WHAT YOU NEED TO DO: Copy the entries below word for word, starting at the line that contains "Shelf audit: locate every instance of the dry" and continuing through the last line of the entries, with both ends included.

-=-=-

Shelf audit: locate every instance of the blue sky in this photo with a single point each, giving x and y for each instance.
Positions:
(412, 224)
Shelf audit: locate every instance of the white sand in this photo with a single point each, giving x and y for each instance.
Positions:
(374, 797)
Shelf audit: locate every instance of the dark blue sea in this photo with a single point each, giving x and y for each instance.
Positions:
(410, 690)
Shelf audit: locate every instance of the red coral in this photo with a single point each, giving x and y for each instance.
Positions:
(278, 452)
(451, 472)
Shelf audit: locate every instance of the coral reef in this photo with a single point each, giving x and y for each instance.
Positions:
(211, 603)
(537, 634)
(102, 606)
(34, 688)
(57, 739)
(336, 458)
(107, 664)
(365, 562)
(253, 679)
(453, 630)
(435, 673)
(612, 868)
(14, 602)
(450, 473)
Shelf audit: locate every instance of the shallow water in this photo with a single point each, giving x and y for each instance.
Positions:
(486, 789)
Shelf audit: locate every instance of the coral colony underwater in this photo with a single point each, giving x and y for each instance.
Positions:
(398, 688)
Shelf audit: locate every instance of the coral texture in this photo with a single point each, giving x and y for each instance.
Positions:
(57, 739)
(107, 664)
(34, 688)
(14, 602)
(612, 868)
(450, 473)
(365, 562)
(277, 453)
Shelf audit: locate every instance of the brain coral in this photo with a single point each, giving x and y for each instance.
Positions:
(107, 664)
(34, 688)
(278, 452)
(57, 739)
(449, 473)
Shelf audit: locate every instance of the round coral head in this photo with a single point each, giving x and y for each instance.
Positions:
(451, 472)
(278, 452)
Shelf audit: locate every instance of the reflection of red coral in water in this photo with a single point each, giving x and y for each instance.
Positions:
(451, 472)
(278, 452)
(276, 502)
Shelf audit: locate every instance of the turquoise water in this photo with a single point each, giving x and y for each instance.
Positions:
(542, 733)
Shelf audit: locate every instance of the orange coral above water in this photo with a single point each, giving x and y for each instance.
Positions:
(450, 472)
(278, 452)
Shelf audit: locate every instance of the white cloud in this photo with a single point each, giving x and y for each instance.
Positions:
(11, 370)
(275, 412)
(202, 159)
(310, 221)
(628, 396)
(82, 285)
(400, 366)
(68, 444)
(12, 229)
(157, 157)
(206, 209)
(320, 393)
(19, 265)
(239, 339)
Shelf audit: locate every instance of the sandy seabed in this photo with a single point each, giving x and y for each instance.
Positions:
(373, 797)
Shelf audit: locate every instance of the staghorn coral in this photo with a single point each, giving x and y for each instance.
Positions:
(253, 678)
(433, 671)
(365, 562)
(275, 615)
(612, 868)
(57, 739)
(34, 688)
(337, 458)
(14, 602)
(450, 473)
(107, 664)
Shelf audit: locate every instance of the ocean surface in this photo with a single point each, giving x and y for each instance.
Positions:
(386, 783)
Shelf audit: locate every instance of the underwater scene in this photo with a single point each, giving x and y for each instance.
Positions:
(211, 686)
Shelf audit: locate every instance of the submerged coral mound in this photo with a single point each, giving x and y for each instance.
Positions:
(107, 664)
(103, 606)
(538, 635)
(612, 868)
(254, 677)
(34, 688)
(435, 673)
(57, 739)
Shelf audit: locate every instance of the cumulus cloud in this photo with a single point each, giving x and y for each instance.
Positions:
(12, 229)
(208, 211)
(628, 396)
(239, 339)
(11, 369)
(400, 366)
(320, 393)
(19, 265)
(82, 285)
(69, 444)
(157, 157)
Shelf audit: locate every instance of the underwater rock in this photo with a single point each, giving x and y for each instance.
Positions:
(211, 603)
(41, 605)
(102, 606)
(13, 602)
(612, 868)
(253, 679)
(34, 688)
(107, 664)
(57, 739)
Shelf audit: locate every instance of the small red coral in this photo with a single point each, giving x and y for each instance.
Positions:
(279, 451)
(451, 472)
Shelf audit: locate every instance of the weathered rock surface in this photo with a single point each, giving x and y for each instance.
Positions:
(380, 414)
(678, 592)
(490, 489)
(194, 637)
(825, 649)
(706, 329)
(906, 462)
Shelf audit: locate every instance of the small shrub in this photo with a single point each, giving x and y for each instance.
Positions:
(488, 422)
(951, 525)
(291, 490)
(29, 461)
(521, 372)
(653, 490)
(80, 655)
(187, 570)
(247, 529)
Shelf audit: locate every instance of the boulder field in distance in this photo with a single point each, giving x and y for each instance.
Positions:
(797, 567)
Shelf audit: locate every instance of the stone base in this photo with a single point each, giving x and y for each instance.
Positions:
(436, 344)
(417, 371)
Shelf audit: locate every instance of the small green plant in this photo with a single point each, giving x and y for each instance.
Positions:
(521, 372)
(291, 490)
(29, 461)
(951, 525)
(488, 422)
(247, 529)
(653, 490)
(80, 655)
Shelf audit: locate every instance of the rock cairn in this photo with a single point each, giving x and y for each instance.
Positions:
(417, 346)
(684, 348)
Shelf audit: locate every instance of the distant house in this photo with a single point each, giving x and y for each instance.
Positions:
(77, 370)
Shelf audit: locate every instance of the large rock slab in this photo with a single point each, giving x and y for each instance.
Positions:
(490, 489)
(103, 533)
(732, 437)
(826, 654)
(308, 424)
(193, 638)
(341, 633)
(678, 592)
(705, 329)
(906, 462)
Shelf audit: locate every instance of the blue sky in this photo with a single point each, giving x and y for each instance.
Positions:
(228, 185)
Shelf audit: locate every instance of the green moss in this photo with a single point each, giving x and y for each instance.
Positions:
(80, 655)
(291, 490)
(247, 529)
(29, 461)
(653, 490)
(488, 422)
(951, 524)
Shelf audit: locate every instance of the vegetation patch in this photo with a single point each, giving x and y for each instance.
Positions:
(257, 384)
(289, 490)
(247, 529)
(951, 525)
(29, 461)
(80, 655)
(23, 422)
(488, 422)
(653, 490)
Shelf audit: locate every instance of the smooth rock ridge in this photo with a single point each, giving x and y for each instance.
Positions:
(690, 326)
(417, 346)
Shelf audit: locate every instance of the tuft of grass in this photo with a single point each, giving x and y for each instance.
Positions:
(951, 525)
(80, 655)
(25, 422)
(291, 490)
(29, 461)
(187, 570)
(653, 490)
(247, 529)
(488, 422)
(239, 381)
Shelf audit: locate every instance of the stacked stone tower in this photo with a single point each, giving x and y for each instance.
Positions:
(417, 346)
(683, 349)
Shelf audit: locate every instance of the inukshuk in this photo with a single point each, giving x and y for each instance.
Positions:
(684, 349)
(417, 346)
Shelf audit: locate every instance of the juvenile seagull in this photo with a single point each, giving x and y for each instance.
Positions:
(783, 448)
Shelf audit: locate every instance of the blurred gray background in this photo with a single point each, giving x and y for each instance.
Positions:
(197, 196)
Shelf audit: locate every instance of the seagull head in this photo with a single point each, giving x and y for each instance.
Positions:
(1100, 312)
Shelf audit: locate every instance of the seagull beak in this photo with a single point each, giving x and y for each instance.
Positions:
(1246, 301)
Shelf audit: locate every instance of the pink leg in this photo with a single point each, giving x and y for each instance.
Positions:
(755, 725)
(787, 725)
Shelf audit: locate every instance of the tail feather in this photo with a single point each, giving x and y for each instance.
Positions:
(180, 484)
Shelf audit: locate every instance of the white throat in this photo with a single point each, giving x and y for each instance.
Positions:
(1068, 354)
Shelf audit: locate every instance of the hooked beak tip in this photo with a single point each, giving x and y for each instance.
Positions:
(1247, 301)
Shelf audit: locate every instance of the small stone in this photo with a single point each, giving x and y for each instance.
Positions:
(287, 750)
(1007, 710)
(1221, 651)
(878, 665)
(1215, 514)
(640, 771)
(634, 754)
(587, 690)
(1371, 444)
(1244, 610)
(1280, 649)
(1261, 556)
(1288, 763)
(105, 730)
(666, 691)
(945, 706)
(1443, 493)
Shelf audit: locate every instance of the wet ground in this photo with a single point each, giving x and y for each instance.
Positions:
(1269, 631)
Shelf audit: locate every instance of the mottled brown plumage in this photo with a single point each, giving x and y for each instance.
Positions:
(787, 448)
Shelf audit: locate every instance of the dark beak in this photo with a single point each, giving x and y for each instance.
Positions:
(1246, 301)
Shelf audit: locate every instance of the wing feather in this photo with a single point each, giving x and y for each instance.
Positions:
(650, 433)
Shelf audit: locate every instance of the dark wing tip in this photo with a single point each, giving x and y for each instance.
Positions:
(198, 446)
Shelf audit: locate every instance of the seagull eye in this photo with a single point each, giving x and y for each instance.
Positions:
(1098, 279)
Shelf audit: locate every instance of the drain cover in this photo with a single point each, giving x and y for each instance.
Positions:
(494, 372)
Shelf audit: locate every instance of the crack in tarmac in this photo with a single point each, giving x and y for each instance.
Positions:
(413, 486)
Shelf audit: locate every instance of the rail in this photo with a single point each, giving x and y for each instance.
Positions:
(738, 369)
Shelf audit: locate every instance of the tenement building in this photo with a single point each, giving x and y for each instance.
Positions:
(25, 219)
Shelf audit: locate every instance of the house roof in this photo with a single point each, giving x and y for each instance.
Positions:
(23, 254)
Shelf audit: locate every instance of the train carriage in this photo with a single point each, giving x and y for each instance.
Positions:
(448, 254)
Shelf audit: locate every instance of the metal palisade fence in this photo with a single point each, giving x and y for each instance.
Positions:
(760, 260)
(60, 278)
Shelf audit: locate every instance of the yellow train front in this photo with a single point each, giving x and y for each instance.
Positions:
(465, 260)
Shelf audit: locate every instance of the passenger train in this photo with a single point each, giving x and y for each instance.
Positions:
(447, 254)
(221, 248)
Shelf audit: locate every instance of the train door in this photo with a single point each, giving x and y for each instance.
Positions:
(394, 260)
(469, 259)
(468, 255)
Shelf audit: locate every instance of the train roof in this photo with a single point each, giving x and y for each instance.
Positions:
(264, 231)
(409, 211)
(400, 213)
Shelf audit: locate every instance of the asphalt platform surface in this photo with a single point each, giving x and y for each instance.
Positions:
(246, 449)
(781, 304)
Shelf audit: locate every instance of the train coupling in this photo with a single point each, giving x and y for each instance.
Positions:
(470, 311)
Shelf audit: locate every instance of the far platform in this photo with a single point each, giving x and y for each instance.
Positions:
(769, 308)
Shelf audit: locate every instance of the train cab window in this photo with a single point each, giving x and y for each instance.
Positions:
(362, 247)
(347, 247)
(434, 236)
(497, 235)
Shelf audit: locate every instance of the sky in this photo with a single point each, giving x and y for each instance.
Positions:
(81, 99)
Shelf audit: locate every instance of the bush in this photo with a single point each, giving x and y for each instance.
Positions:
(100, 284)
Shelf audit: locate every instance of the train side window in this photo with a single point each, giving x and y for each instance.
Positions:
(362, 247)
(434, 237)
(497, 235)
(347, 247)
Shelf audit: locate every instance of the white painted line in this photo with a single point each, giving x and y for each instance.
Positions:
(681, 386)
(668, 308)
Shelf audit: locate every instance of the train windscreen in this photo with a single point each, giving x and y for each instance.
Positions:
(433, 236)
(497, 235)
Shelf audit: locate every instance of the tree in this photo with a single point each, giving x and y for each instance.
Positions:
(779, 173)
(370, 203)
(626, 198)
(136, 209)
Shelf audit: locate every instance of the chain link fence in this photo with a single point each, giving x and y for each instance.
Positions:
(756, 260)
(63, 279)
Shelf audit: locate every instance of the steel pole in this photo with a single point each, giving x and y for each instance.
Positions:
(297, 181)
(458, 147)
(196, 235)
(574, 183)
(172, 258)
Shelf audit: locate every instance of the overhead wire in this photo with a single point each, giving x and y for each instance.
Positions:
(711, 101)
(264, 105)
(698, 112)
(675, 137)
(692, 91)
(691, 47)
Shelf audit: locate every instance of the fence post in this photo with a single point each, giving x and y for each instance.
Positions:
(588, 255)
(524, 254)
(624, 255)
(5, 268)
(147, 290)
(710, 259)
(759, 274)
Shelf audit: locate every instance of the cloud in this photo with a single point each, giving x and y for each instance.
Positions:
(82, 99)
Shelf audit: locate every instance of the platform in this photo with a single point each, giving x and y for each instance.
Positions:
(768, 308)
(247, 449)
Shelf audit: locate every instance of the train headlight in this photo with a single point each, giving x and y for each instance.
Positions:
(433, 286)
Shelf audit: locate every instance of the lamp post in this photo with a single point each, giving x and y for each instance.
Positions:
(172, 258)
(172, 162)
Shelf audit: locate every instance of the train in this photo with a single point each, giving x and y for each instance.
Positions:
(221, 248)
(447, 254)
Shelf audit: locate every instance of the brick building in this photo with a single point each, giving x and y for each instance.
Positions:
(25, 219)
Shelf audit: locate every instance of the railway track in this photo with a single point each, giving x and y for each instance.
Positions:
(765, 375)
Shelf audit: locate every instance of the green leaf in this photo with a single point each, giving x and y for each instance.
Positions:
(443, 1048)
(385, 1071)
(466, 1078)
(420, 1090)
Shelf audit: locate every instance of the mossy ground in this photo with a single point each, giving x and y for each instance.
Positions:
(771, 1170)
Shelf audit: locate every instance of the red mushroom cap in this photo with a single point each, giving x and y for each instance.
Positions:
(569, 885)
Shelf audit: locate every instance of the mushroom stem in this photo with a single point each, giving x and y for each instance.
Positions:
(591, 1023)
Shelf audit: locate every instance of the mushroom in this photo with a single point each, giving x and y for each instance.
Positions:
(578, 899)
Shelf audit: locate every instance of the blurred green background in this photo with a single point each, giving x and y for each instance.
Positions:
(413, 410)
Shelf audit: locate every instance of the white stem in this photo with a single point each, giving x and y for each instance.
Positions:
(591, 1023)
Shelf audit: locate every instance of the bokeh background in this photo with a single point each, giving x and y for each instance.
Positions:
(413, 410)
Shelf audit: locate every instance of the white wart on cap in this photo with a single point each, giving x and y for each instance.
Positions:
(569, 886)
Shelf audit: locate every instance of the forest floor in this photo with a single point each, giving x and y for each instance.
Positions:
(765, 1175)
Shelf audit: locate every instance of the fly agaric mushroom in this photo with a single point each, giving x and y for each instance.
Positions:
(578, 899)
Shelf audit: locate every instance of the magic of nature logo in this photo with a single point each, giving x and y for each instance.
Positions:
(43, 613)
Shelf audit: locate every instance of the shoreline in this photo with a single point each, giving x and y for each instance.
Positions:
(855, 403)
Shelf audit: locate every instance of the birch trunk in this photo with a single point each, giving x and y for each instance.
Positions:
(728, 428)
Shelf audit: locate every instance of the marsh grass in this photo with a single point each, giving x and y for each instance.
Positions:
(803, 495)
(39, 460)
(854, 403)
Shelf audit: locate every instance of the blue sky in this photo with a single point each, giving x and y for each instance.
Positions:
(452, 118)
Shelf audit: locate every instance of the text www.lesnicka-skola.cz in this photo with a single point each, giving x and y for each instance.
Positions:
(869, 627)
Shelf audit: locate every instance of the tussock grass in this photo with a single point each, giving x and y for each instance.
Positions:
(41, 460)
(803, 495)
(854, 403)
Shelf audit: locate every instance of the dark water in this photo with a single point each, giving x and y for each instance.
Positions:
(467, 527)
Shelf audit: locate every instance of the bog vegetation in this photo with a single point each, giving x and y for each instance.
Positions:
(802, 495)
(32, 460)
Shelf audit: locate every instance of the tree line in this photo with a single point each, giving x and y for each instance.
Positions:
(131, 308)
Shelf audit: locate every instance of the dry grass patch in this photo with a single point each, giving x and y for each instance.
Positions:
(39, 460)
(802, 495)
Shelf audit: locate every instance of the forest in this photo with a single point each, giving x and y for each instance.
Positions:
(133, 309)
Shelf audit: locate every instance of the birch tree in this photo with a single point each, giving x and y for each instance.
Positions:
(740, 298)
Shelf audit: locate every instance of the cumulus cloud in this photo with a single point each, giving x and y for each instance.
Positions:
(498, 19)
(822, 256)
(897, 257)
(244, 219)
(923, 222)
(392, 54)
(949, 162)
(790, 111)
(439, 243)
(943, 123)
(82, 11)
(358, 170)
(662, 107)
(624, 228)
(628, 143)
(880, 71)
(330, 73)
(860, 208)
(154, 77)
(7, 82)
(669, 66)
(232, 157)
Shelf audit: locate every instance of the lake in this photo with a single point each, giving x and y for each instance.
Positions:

-=-=-

RESULT OF THIS TASK:
Shelf audit: locate every instance of the dry grass patch in this photo with a single point each, giving x and y for each instance.
Positions:
(39, 460)
(802, 495)
Shelf audit: locate every instance of the forest in this photo with a single point each, giving x and y for each instance.
Positions:
(133, 309)
Shelf audit: locate every instance of the birch tree in this photo with a single point each, giving x and y for each instance.
Positions:
(740, 298)
Shelf audit: locate every instance of the cumulus cloud in this photo with a single point each, giving x and y for each instance.
Positions:
(498, 19)
(822, 256)
(897, 257)
(244, 219)
(923, 222)
(392, 54)
(949, 162)
(790, 111)
(439, 243)
(943, 123)
(82, 11)
(358, 170)
(662, 107)
(624, 228)
(628, 143)
(880, 71)
(330, 73)
(860, 208)
(154, 77)
(7, 82)
(669, 66)
(232, 157)
Shelf audit: locate every instance of the lake in this photo with a single point each, giving x and y for each instance.
Positions:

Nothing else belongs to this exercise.